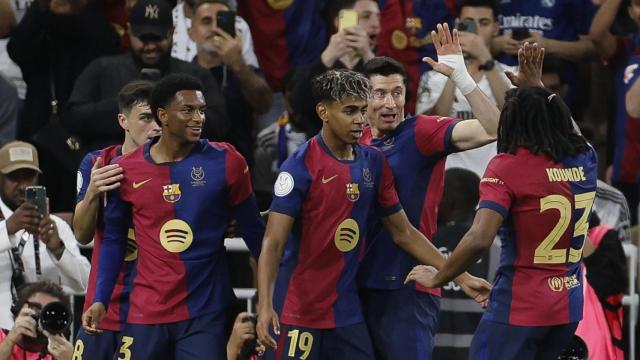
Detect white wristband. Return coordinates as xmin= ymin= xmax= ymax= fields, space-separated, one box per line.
xmin=438 ymin=54 xmax=477 ymax=95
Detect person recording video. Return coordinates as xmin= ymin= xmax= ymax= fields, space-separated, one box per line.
xmin=0 ymin=141 xmax=90 ymax=330
xmin=0 ymin=281 xmax=73 ymax=360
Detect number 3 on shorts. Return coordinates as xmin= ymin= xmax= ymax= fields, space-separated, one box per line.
xmin=118 ymin=336 xmax=134 ymax=360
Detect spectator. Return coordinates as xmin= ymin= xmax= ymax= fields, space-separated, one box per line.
xmin=575 ymin=214 xmax=627 ymax=359
xmin=589 ymin=0 xmax=640 ymax=225
xmin=433 ymin=168 xmax=500 ymax=360
xmin=252 ymin=70 xmax=306 ymax=211
xmin=189 ymin=0 xmax=272 ymax=164
xmin=0 ymin=78 xmax=17 ymax=147
xmin=0 ymin=282 xmax=73 ymax=360
xmin=63 ymin=0 xmax=229 ymax=155
xmin=416 ymin=0 xmax=513 ymax=177
xmin=0 ymin=141 xmax=90 ymax=329
xmin=289 ymin=0 xmax=381 ymax=137
xmin=595 ymin=180 xmax=632 ymax=243
xmin=492 ymin=0 xmax=596 ymax=113
xmin=7 ymin=0 xmax=120 ymax=212
xmin=172 ymin=0 xmax=258 ymax=67
xmin=376 ymin=0 xmax=458 ymax=113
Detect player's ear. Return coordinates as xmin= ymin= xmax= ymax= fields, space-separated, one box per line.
xmin=316 ymin=103 xmax=329 ymax=123
xmin=117 ymin=113 xmax=129 ymax=132
xmin=157 ymin=108 xmax=168 ymax=126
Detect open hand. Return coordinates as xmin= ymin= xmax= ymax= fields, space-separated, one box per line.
xmin=504 ymin=42 xmax=545 ymax=88
xmin=404 ymin=265 xmax=439 ymax=288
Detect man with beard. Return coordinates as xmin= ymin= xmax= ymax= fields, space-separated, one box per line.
xmin=63 ymin=0 xmax=229 ymax=154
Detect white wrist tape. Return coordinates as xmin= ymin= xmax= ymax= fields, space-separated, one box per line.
xmin=438 ymin=54 xmax=477 ymax=95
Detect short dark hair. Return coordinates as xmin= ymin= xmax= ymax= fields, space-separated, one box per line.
xmin=311 ymin=70 xmax=371 ymax=104
xmin=497 ymin=86 xmax=589 ymax=162
xmin=542 ymin=54 xmax=565 ymax=77
xmin=362 ymin=56 xmax=408 ymax=82
xmin=149 ymin=74 xmax=204 ymax=125
xmin=13 ymin=281 xmax=69 ymax=318
xmin=193 ymin=0 xmax=231 ymax=13
xmin=118 ymin=80 xmax=154 ymax=114
xmin=458 ymin=0 xmax=499 ymax=20
xmin=439 ymin=168 xmax=480 ymax=224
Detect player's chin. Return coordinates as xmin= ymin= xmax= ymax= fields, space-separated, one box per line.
xmin=347 ymin=130 xmax=363 ymax=142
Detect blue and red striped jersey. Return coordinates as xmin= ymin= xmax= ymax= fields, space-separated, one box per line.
xmin=96 ymin=139 xmax=264 ymax=324
xmin=271 ymin=135 xmax=401 ymax=329
xmin=78 ymin=145 xmax=136 ymax=332
xmin=478 ymin=146 xmax=597 ymax=326
xmin=237 ymin=0 xmax=327 ymax=91
xmin=377 ymin=0 xmax=457 ymax=113
xmin=359 ymin=115 xmax=459 ymax=296
xmin=611 ymin=34 xmax=640 ymax=184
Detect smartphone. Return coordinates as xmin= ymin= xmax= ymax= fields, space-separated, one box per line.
xmin=217 ymin=10 xmax=236 ymax=37
xmin=140 ymin=68 xmax=161 ymax=82
xmin=25 ymin=186 xmax=47 ymax=216
xmin=338 ymin=9 xmax=358 ymax=32
xmin=511 ymin=28 xmax=531 ymax=41
xmin=457 ymin=19 xmax=477 ymax=34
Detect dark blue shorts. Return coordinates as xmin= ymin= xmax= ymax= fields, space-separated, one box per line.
xmin=118 ymin=311 xmax=227 ymax=360
xmin=73 ymin=328 xmax=119 ymax=360
xmin=274 ymin=322 xmax=374 ymax=360
xmin=360 ymin=288 xmax=440 ymax=360
xmin=470 ymin=319 xmax=578 ymax=360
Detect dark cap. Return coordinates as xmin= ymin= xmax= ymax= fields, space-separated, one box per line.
xmin=129 ymin=0 xmax=173 ymax=39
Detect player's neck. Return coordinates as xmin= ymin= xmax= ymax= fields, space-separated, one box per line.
xmin=321 ymin=129 xmax=355 ymax=161
xmin=121 ymin=138 xmax=137 ymax=155
xmin=150 ymin=136 xmax=195 ymax=163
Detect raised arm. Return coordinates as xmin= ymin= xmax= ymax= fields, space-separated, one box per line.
xmin=423 ymin=23 xmax=500 ymax=151
xmin=589 ymin=0 xmax=622 ymax=60
xmin=256 ymin=212 xmax=294 ymax=350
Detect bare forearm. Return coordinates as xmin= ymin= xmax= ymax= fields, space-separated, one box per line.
xmin=485 ymin=65 xmax=511 ymax=109
xmin=589 ymin=0 xmax=620 ymax=42
xmin=257 ymin=241 xmax=283 ymax=309
xmin=232 ymin=63 xmax=273 ymax=115
xmin=73 ymin=196 xmax=100 ymax=245
xmin=433 ymin=230 xmax=491 ymax=287
xmin=431 ymin=79 xmax=456 ymax=116
xmin=626 ymin=78 xmax=640 ymax=117
xmin=0 ymin=338 xmax=14 ymax=360
xmin=543 ymin=38 xmax=595 ymax=62
xmin=464 ymin=86 xmax=500 ymax=138
xmin=394 ymin=227 xmax=446 ymax=269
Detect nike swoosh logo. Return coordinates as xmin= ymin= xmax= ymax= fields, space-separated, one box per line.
xmin=132 ymin=178 xmax=152 ymax=189
xmin=321 ymin=175 xmax=338 ymax=184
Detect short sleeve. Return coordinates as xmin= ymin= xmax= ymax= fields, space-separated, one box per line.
xmin=414 ymin=115 xmax=459 ymax=156
xmin=376 ymin=154 xmax=401 ymax=217
xmin=76 ymin=151 xmax=98 ymax=203
xmin=623 ymin=56 xmax=640 ymax=93
xmin=478 ymin=156 xmax=514 ymax=219
xmin=224 ymin=143 xmax=254 ymax=207
xmin=269 ymin=155 xmax=311 ymax=217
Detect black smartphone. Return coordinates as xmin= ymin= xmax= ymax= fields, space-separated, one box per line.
xmin=25 ymin=186 xmax=46 ymax=216
xmin=457 ymin=19 xmax=477 ymax=34
xmin=511 ymin=28 xmax=531 ymax=41
xmin=140 ymin=68 xmax=161 ymax=82
xmin=217 ymin=10 xmax=236 ymax=38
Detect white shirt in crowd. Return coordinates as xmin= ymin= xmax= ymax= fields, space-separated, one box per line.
xmin=416 ymin=62 xmax=515 ymax=177
xmin=0 ymin=197 xmax=90 ymax=329
xmin=171 ymin=0 xmax=259 ymax=68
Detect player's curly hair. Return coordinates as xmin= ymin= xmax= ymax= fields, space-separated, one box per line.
xmin=150 ymin=74 xmax=204 ymax=126
xmin=497 ymin=86 xmax=589 ymax=162
xmin=311 ymin=70 xmax=372 ymax=105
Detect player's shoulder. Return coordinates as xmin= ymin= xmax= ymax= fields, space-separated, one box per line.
xmin=415 ymin=114 xmax=456 ymax=124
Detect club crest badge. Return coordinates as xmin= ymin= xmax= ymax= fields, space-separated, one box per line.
xmin=163 ymin=184 xmax=182 ymax=203
xmin=346 ymin=183 xmax=360 ymax=202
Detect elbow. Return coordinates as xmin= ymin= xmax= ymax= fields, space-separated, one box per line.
xmin=626 ymin=94 xmax=640 ymax=118
xmin=391 ymin=227 xmax=413 ymax=248
xmin=464 ymin=228 xmax=493 ymax=253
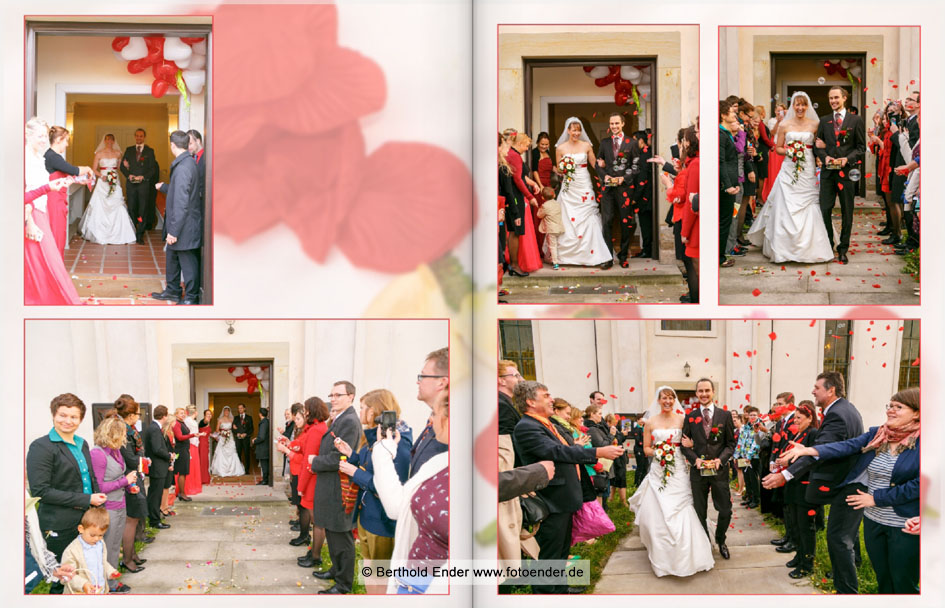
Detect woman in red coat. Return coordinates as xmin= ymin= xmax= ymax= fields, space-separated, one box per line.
xmin=665 ymin=127 xmax=700 ymax=303
xmin=506 ymin=133 xmax=543 ymax=273
xmin=295 ymin=397 xmax=329 ymax=568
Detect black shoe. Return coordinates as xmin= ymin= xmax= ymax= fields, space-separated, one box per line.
xmin=785 ymin=556 xmax=801 ymax=568
xmin=141 ymin=536 xmax=156 ymax=544
xmin=298 ymin=555 xmax=320 ymax=568
xmin=719 ymin=544 xmax=730 ymax=559
xmin=747 ymin=502 xmax=759 ymax=509
xmin=837 ymin=253 xmax=849 ymax=264
xmin=737 ymin=238 xmax=751 ymax=247
xmin=178 ymin=299 xmax=199 ymax=305
xmin=120 ymin=561 xmax=145 ymax=573
xmin=789 ymin=567 xmax=811 ymax=579
xmin=620 ymin=259 xmax=630 ymax=268
xmin=111 ymin=582 xmax=132 ymax=593
xmin=151 ymin=521 xmax=170 ymax=529
xmin=881 ymin=236 xmax=901 ymax=245
xmin=318 ymin=585 xmax=348 ymax=595
xmin=632 ymin=251 xmax=647 ymax=258
xmin=770 ymin=537 xmax=788 ymax=546
xmin=135 ymin=558 xmax=147 ymax=564
xmin=290 ymin=523 xmax=301 ymax=531
xmin=877 ymin=227 xmax=892 ymax=236
xmin=312 ymin=570 xmax=334 ymax=580
xmin=256 ymin=480 xmax=266 ymax=485
xmin=679 ymin=294 xmax=691 ymax=303
xmin=150 ymin=290 xmax=181 ymax=302
xmin=776 ymin=543 xmax=796 ymax=553
xmin=178 ymin=495 xmax=192 ymax=502
xmin=288 ymin=519 xmax=299 ymax=526
xmin=729 ymin=247 xmax=748 ymax=257
xmin=508 ymin=268 xmax=529 ymax=277
xmin=289 ymin=534 xmax=311 ymax=546
xmin=600 ymin=261 xmax=614 ymax=270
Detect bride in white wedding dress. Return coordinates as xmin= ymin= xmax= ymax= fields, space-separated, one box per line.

======

Copy verbatim the span of lines that begins with the line holding "Detect black shoe." and ends at the last line of the records.

● ANSWER AREA
Detect black shoe. Return coordinates as xmin= ymin= xmax= ymax= fields, space-separated, one box per line.
xmin=785 ymin=556 xmax=801 ymax=568
xmin=141 ymin=536 xmax=156 ymax=544
xmin=298 ymin=555 xmax=320 ymax=568
xmin=719 ymin=544 xmax=730 ymax=559
xmin=747 ymin=502 xmax=759 ymax=509
xmin=837 ymin=253 xmax=849 ymax=264
xmin=737 ymin=238 xmax=751 ymax=247
xmin=178 ymin=299 xmax=199 ymax=305
xmin=120 ymin=561 xmax=145 ymax=573
xmin=789 ymin=567 xmax=811 ymax=579
xmin=620 ymin=259 xmax=630 ymax=268
xmin=111 ymin=582 xmax=132 ymax=593
xmin=151 ymin=521 xmax=170 ymax=529
xmin=881 ymin=236 xmax=901 ymax=245
xmin=318 ymin=585 xmax=348 ymax=595
xmin=632 ymin=251 xmax=647 ymax=258
xmin=770 ymin=537 xmax=788 ymax=546
xmin=135 ymin=558 xmax=147 ymax=564
xmin=290 ymin=523 xmax=301 ymax=531
xmin=877 ymin=227 xmax=892 ymax=236
xmin=312 ymin=570 xmax=334 ymax=580
xmin=256 ymin=480 xmax=266 ymax=485
xmin=679 ymin=294 xmax=691 ymax=303
xmin=150 ymin=290 xmax=181 ymax=302
xmin=776 ymin=543 xmax=796 ymax=553
xmin=178 ymin=495 xmax=192 ymax=502
xmin=288 ymin=519 xmax=299 ymax=526
xmin=729 ymin=247 xmax=748 ymax=257
xmin=508 ymin=268 xmax=529 ymax=277
xmin=289 ymin=534 xmax=311 ymax=546
xmin=600 ymin=261 xmax=614 ymax=270
Detect bride in white wedding dress. Return coordinates as xmin= ymin= xmax= ymax= fields, space-separated, one box per line.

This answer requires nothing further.